Ancora la malattia della moka non è stata debellata, ma la strada per farla divenire roba da collezionisti è stata presa. E la tendenza ora è quella di usare la stessa strategia delle stampanti: così come una stampante la puoi pagare 20 euro e le cartucce per ricaricarla ogni volta costano il doppio, allo stesso modo le macchine elettriche del caffè sono entrate prima negli uffici e poi anche nelle nostre case in comodato d'uso, gratuite, a patto di acquistare modiche quantità di caffè inserite in generose porzioni di plastica colorata umanizzate in nomignoli assurdi, a prezzi che se considerati a peso (almeno 50-60 euro al chilo), farebbero gridare al furto ma che invece l'inoculazione subliminale delle pubblicità, rende invisibili.
Insomma, grazie anche a questo nuovo bisogno creato dall'industria della pubblicità per tutta una lunga serie di altre industrie (quelle che compongono le filiere della cialda di caffè, dall'estrazione delle materie prime fino allo smaltimento finale), le capsulette di caffè che hanno preso i nomi dai cugini dei sette nani impazzano nelle nostre discariche (le cialde di stoffa sono diventate quasi introvabili, per amatori, ma avevano se non altro il merito di non contenere plastica e di poter essere raccolte con l'organico) insieme alla confezioncina sottovuoto in alluminio e insieme allo scatolone di cartone che ne contiene qualche decina. E contemporaneamente a tutto ciò la Bialetti ha annunciato nei mesi scorsi che delocalizzerà all'estero la sua storica fabbrica di macchine moka...

→ **ESERCIZIO 1**: Nel testo sulle macchine del caffè, quanto costerebbe al chilo il caffè in capsule?
→ **ESERCIZIO 2**: Riscrivi il brano del testo sulle macchine del caffè che comincia con le parole contenenti "Insomma, grazie anche" e termina con "di macchine moka...", mettendo "pattumiere" al posto di "discariche".
→ **ESERCIZIO 3**: Secondo il testo sulle macchine del caffè, quali oggetti finiscono nelle nostre discariche?

→ **DATI ARCHIVIATI**:

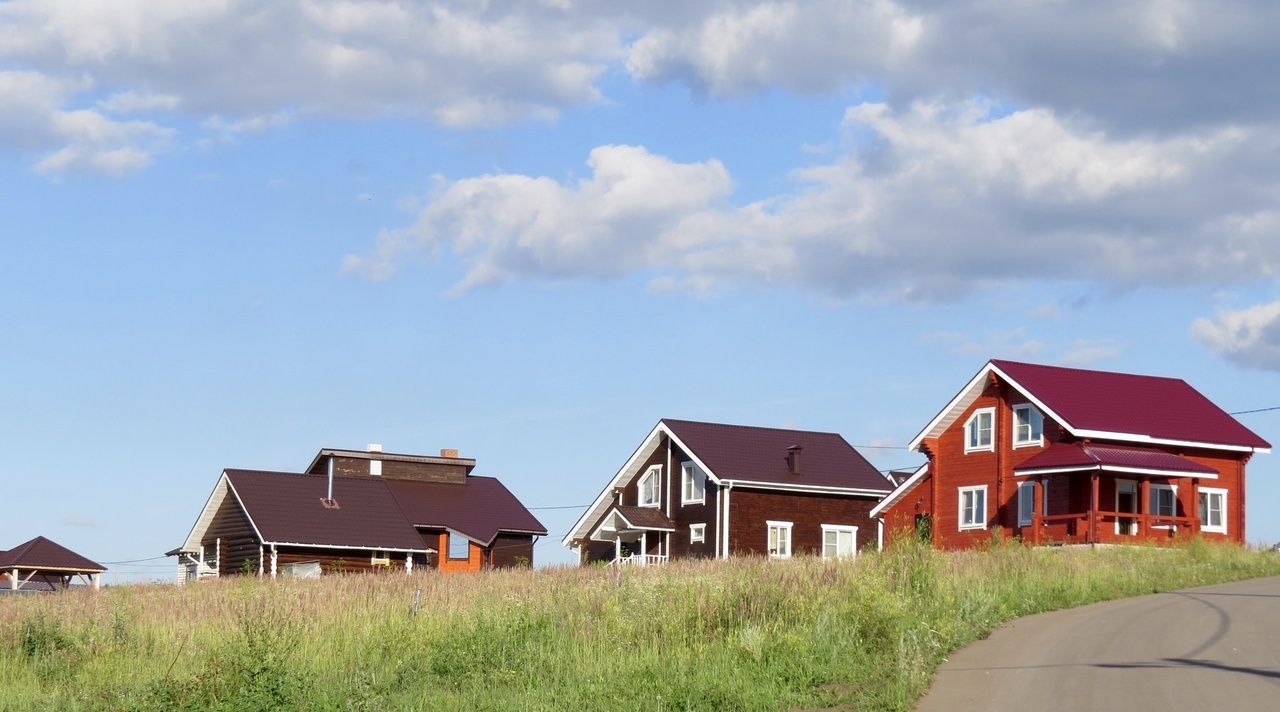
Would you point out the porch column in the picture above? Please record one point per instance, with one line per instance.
(1144, 507)
(1093, 507)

→ **RISPOSTA 1**: Almeno 50-60 euro al chilo.

→ **RISPOSTA 2**:
Insomma, grazie anche a questo nuovo bisogno creato dall'industria della pubblicità per tutta una lunga serie di altre industrie (quelle che compongono le filiere della cialda di caffè, dall'estrazione delle materie prime fino allo smaltimento finale), le capsulette di caffè che hanno preso i nomi dai cugini dei sette nani impazzano nelle nostre pattumiere (le cialde di stoffa sono diventate quasi introvabili, per amatori, ma avevano se non altro il merito di non contenere plastica e di poter essere raccolte con l'organico) insieme alla confezioncina sottovuoto in alluminio e insieme allo scatolone di cartone che ne contiene qualche decina. E contemporaneamente a tutto ciò la Bialetti ha annunciato nei mesi scorsi che delocalizzerà all'estero la sua storica fabbrica di macchine moka...

→ **RISPOSTA 3**: Le capsulette di caffè, la confezioncina sottovuoto in alluminio e lo scatolone di cartone.